▶ Data in this exercise

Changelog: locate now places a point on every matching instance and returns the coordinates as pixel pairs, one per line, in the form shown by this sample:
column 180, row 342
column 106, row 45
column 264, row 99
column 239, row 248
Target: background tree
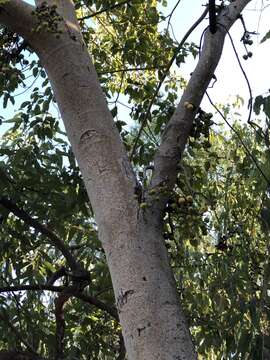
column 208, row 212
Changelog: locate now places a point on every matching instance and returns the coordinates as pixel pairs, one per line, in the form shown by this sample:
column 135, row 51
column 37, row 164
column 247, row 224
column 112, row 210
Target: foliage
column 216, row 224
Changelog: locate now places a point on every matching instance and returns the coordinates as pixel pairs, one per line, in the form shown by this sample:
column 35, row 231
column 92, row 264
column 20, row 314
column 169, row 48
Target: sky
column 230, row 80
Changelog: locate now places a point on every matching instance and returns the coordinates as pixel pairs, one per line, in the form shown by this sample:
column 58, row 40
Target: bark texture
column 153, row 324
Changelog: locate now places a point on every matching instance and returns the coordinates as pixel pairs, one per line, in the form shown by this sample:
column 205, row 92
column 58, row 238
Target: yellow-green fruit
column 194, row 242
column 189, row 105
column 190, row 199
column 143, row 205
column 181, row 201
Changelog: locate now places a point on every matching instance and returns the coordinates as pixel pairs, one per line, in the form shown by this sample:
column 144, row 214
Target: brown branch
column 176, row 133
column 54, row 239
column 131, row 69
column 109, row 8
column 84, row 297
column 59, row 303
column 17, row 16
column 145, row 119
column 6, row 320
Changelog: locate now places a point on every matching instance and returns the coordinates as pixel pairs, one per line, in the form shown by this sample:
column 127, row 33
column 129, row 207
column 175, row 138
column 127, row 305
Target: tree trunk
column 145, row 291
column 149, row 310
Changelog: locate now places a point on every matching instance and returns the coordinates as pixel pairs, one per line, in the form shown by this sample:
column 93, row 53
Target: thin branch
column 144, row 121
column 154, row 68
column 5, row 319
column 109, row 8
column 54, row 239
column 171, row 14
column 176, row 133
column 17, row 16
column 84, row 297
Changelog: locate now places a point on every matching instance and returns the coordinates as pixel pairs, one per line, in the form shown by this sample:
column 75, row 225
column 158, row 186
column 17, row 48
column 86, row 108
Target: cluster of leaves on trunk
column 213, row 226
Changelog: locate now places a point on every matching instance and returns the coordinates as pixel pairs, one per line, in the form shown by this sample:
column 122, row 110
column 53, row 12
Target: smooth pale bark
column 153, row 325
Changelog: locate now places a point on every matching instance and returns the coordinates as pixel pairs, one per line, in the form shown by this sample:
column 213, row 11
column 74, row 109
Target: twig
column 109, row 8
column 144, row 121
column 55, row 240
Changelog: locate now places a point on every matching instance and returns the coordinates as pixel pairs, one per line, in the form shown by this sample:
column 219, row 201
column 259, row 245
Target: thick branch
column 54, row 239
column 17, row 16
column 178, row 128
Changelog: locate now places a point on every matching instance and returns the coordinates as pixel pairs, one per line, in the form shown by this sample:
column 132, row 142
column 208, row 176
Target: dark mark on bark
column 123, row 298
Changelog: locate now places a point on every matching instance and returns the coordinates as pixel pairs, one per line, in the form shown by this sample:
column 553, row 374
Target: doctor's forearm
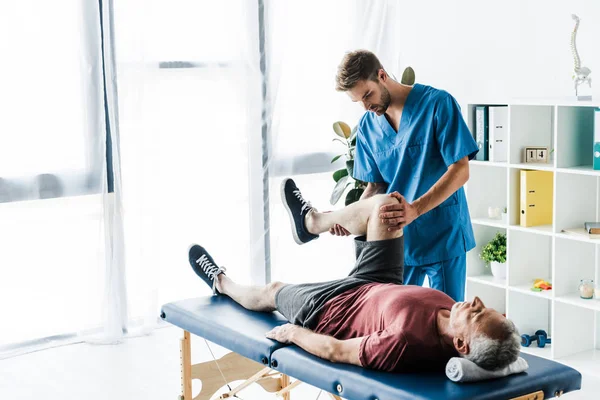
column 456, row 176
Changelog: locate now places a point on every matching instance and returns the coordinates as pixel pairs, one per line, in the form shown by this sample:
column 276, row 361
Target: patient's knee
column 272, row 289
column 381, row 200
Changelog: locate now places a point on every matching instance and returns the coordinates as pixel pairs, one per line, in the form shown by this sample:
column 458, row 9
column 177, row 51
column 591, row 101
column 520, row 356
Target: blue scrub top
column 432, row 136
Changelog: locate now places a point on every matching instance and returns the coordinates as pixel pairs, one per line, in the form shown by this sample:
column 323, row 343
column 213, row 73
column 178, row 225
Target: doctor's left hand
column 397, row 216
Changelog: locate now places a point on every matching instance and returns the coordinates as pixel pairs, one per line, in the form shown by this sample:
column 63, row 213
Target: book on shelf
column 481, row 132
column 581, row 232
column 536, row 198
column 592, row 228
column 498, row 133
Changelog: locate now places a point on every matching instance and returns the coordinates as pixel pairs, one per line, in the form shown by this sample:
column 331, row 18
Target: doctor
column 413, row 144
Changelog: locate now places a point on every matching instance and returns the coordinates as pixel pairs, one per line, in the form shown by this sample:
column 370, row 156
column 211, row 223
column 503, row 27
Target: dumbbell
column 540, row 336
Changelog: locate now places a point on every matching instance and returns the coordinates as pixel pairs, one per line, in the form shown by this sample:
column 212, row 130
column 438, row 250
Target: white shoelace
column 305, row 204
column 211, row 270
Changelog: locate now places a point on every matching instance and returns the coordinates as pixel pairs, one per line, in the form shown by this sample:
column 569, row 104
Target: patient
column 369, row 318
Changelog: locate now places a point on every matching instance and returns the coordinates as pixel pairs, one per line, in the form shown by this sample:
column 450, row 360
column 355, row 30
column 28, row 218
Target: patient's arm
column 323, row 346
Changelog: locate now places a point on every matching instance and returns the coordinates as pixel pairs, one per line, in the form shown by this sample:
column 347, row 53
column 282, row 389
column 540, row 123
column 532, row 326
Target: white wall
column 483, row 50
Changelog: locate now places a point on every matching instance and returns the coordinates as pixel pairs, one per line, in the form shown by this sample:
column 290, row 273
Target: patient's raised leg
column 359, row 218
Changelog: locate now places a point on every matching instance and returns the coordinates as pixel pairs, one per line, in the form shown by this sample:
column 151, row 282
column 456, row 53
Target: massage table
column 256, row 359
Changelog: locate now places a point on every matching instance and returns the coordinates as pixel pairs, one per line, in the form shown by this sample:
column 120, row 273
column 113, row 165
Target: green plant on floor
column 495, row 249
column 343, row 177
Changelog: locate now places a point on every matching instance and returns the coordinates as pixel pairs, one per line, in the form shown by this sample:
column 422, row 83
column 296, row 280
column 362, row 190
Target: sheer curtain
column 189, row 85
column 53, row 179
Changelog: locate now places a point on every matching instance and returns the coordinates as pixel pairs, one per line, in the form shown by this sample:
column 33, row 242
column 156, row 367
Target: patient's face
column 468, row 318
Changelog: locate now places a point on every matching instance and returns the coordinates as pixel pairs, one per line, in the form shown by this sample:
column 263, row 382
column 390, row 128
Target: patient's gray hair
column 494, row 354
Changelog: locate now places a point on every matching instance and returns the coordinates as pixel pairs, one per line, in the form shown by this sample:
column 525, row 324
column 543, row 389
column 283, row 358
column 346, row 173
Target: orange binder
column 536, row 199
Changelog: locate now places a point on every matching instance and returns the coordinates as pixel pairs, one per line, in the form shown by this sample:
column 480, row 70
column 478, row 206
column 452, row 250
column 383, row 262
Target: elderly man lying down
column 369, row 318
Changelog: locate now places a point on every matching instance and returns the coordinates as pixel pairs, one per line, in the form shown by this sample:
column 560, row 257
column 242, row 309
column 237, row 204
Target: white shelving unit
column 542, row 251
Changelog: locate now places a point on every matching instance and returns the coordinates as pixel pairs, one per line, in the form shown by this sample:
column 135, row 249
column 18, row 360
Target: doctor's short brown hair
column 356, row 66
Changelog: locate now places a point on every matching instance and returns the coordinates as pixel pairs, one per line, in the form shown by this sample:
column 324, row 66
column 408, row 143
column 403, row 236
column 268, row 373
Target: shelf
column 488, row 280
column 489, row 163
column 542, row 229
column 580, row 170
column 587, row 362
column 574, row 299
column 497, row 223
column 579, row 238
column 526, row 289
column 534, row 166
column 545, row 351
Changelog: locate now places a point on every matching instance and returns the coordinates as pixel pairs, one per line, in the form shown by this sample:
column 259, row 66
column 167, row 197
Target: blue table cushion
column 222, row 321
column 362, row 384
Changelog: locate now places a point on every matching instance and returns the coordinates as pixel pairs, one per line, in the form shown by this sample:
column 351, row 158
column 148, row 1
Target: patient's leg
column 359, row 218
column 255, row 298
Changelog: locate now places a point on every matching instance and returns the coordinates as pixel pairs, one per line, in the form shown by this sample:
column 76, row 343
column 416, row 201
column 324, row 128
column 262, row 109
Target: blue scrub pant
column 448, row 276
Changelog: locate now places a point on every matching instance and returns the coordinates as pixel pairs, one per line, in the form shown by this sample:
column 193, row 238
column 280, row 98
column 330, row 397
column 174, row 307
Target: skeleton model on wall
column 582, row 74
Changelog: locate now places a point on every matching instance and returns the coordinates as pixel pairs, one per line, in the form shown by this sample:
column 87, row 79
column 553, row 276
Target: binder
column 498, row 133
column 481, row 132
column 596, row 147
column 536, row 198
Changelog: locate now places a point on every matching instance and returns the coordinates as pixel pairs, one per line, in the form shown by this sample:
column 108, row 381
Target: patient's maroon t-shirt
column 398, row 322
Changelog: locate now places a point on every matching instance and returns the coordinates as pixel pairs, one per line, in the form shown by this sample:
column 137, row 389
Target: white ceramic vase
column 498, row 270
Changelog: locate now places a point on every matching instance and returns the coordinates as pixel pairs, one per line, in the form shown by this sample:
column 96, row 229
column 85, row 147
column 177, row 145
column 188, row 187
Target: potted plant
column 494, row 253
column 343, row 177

* * *

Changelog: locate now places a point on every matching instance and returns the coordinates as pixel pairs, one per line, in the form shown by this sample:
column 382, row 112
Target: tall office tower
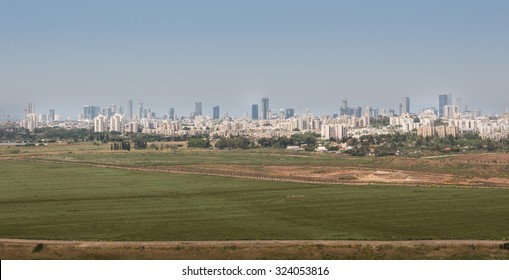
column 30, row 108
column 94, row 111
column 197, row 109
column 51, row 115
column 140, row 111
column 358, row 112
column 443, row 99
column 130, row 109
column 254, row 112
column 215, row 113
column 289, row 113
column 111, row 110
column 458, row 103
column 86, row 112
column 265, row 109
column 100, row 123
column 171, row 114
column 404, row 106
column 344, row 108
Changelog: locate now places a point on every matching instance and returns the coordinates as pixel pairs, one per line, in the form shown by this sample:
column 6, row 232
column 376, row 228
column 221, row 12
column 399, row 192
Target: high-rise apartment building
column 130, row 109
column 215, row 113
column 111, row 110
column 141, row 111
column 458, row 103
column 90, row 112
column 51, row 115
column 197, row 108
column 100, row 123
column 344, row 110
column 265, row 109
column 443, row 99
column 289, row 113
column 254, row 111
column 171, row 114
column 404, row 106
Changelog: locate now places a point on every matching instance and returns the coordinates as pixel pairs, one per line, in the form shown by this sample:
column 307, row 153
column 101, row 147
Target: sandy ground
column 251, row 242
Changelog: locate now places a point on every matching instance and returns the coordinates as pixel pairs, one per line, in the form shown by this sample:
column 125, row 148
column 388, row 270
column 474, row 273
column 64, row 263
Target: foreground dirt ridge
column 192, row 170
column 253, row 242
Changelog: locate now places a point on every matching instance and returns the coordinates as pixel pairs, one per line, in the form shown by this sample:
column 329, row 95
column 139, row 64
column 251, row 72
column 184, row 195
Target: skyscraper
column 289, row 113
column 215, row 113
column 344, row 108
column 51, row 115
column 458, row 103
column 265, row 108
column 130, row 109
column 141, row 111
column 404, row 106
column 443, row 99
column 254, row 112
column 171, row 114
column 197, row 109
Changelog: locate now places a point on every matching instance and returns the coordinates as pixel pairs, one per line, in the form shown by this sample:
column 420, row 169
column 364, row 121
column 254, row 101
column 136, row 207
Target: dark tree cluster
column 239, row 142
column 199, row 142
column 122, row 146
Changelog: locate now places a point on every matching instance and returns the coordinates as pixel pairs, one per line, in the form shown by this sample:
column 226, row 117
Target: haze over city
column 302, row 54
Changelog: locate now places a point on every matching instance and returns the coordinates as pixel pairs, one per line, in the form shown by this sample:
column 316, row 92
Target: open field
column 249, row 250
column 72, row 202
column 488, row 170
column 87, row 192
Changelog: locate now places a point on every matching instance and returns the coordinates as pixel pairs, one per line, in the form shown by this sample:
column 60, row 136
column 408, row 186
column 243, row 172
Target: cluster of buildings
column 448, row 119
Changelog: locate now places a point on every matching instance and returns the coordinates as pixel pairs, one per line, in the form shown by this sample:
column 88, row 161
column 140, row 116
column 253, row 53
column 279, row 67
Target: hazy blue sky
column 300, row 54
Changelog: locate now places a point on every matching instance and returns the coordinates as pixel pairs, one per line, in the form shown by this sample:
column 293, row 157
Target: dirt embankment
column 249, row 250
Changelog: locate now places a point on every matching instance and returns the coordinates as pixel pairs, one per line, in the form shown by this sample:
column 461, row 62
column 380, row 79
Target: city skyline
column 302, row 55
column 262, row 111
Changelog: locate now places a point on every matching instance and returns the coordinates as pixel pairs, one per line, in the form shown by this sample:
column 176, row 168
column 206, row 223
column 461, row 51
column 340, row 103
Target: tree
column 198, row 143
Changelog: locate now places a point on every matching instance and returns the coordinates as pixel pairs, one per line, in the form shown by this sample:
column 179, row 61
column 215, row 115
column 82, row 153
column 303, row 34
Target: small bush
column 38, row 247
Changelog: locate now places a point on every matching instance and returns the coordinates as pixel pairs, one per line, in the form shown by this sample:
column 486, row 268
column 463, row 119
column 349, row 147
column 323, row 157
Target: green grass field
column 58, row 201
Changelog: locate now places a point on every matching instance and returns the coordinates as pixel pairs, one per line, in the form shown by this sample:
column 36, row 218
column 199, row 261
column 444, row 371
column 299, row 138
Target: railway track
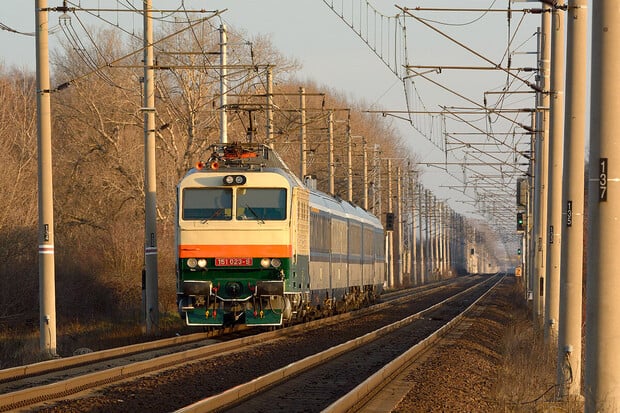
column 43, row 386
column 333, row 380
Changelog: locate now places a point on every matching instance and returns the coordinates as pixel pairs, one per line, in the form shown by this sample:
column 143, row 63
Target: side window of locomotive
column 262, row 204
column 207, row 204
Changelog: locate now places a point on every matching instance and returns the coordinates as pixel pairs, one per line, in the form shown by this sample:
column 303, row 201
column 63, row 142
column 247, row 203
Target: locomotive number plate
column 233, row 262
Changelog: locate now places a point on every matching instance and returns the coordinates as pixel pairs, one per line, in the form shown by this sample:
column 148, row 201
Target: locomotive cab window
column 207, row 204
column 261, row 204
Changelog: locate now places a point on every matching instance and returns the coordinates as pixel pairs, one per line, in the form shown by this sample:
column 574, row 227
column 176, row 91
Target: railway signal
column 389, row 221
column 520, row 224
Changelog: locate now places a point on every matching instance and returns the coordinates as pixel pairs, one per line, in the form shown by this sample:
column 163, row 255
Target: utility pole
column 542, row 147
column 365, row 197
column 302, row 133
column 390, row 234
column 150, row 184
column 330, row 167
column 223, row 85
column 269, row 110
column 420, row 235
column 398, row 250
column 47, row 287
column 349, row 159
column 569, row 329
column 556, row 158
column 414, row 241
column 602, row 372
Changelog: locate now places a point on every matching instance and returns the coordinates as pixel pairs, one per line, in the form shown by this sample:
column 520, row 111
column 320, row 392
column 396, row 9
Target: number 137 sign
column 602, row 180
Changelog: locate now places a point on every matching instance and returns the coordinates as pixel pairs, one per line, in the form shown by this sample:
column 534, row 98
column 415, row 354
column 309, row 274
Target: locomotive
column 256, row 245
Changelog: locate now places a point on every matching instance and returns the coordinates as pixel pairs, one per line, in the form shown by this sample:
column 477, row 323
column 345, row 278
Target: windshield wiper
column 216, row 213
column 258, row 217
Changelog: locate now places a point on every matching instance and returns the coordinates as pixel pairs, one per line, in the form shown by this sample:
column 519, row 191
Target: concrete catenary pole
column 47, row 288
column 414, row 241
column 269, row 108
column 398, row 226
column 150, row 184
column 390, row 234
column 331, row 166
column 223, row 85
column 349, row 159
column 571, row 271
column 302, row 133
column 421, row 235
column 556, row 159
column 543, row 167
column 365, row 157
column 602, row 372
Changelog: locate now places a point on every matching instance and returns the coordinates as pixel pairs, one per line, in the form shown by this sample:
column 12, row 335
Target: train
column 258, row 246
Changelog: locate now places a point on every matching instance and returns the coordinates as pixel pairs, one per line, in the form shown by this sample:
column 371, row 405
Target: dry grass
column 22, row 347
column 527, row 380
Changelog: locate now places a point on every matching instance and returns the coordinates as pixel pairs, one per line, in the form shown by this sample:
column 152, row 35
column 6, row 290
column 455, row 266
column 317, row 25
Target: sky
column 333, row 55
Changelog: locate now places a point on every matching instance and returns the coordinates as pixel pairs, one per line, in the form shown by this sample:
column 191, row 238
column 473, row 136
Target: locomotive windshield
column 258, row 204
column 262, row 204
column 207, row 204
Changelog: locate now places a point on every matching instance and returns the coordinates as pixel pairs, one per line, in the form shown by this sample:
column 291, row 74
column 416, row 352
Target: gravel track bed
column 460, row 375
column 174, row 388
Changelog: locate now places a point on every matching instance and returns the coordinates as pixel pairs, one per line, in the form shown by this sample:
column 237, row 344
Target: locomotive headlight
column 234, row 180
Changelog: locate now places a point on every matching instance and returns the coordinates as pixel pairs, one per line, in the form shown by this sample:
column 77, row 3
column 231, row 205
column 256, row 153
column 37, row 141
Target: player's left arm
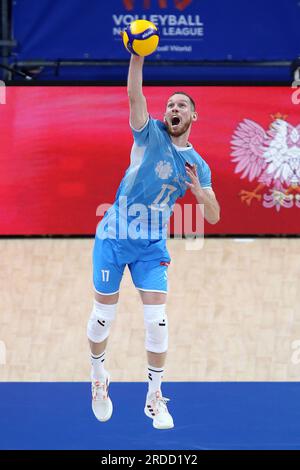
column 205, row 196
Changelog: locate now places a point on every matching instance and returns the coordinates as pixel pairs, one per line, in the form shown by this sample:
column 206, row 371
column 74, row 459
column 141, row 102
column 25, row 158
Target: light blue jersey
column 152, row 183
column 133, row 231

▶ Problem
Give the number of lines in the entries above that contain the word "locomotive". Reply with the number alone.

▶ Answer in full
6